Task objective:
Reproduce every line of the records word for word, starting at the line that contains "Could you point out the chrome" and continuing through the end of the records.

Extracted entries:
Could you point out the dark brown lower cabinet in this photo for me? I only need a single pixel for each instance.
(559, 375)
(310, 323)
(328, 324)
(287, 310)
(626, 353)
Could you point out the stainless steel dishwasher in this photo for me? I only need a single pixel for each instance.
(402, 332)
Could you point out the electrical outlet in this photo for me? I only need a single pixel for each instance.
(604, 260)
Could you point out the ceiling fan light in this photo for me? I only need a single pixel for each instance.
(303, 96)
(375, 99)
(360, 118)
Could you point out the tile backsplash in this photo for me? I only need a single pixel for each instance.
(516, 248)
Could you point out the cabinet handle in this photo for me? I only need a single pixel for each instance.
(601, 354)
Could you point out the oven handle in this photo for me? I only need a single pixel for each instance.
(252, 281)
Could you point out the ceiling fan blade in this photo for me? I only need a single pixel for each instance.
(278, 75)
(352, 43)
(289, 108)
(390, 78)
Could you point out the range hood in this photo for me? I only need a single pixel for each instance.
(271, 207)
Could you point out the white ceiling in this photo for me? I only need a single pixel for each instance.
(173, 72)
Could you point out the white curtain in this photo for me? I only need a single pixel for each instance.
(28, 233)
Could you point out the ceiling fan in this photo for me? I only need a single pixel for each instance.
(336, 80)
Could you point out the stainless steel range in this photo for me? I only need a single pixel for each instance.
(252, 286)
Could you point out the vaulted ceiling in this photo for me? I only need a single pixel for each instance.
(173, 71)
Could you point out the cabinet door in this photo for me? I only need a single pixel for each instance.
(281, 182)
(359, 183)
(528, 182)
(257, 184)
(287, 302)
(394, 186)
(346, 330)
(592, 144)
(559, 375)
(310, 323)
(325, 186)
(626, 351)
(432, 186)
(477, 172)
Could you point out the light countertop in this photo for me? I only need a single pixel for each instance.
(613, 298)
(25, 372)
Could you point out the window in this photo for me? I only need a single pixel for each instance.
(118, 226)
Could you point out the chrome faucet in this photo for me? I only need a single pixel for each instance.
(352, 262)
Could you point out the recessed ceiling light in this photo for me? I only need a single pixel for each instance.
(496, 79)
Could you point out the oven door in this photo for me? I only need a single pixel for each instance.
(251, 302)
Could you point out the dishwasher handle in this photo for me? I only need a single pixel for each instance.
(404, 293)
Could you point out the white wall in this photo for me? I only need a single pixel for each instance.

Task response:
Could you point out the chrome faucet in this photo for me? I only need a single pixel for each instance.
(352, 262)
Could you point out the recessed ceiling light in this photo for me? I only need a single pixel for each instance.
(496, 79)
Could you point out the oven door in this photo for me? I only need a single pixel for each instance.
(251, 302)
Could you point out the dishwasher handle in this photo for me? I only need a single pixel for each instance.
(404, 293)
Could you point out the white wall in this photo for me? I only need a single pixel for each instance.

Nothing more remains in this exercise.